QUOTED TEXT:
# Minn Kota troller - made it quiet again in 30 minutes



## wasilvers

After 2 years of good use, my Minn Kota Edge trolling motor was going SLOWER making noises from the front of it. I thought it was going slower from the battery and bought another. The noise was just enough that I'd swear it affected my fishing. I took it apart and saw the motor brushes were chipped and the motor armature was slightly grooved from use. Sorry I don't have pictures.

To disassemble, remove your prop - be careful you catch the 'key'. There are two bolts behind the prop, these back out about 3/4 inch before they are loose, pull them out and the top cover comes out, probably will pull the motor out with it. Then the motor houseing comes off. Note: If you do this, make sure you mark front and back, top and bottom of the trolling motor 'body', the long shaft. If you put it on upside down, it will run backwards :roll: 

I ordered new brushes (all of $9) from a local vendor who overnighted them to me for a total cost of under $19. Then I took a tiny wire brush on my dremmel to the armature to polish and knock down the ridges. This probably isn't necessary as the next polishign step does a better job. I bought some high grit sandpaper, 400 and 600 grit. I stuck the prop end of the troller in my drill. Put the drill in a vise and turn it on. The motor rotates round and round, like in a lathe - except I put mine pointing straight up to lessen the chance of it falling. Take a small strip of the fine grit sandpapers and move it up and down on the armature as it turns. It takes off the rest of ridges and makes is smooth as glass - especially as you move to the 600 grit paper. A good blow off with the airhose and I was ready to put it back together. I oiled the one bearing on the shaft, put in the new brushes and reassembled. 

Oh my goodeness. There is so much more power - high speed is REALLY fast and it is QUIET linke new again. The only sound I hear is the prop moving through the air. 

Can't wait to get back on the water!


----------



## 200racing

can we get this pinned at the top of the page?


----------



## richg99

Neat....clear, simple instructions on how to rebuild a failing trolling motor. Great....thanks for posting. Rich


----------



## brmurray

this is what I was looking for. Any issue sliding the armature back in with the spring loaded bushes?


----------



## wasilvers

brmurray said:


> this is what I was looking for. Any issue sliding the armature back in with the spring loaded bushes?



No, I put the armature back in, THEN slid the black casing over the top. If you hold it together, it goes on easy enough.


----------



## juggernoob

wasilvers said:


> No, I put the armature back in, THEN slid the black casing over the top. If you hold it together, it goes on easy enough.



x2 Have a good grip on the Center Housing and armature, as the magnets will want to pull the armature towards it as you slide the housing over the armature. Oh and watch your fingers.


----------



## baseball_guy_99

Will this work the same way on a Motor Guide?

Mine is a little to noisy for my liking. I cleaned out all the line, weeds, and crap from behind the prop but it's still a little noisy.


----------



## shawnfish

dont see why not.....


----------



## baseball_guy_99

Ok now I'm in need of the experts here on tinboats haha.

I called my local marine parts dealer and she said she can only get the seal kit for my trolling motor.

WRITTEN REQUEST 1: Copy out every row below word for word, leaving out the pictures.

EXTRACTED DATA:
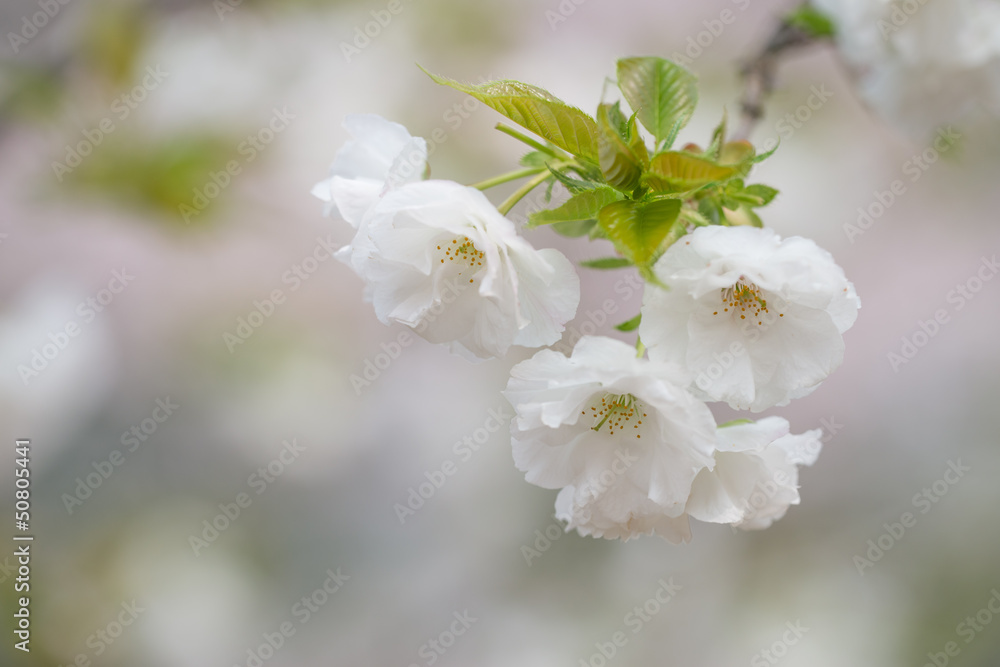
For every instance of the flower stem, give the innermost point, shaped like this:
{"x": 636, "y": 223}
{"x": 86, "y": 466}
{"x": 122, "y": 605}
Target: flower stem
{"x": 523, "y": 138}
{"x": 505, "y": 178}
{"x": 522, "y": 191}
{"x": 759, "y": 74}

WRITTEN REQUEST 2: In the trolling motor thread, which grits of sandpaper were used to polish the armature?

WRITTEN RESPONSE 1:
For every instance of the flower stem, give the innermost point, shaped like this:
{"x": 636, "y": 223}
{"x": 86, "y": 466}
{"x": 122, "y": 605}
Target: flower stem
{"x": 523, "y": 138}
{"x": 505, "y": 178}
{"x": 522, "y": 191}
{"x": 759, "y": 74}

WRITTEN RESPONSE 2: 400 and 600 grit.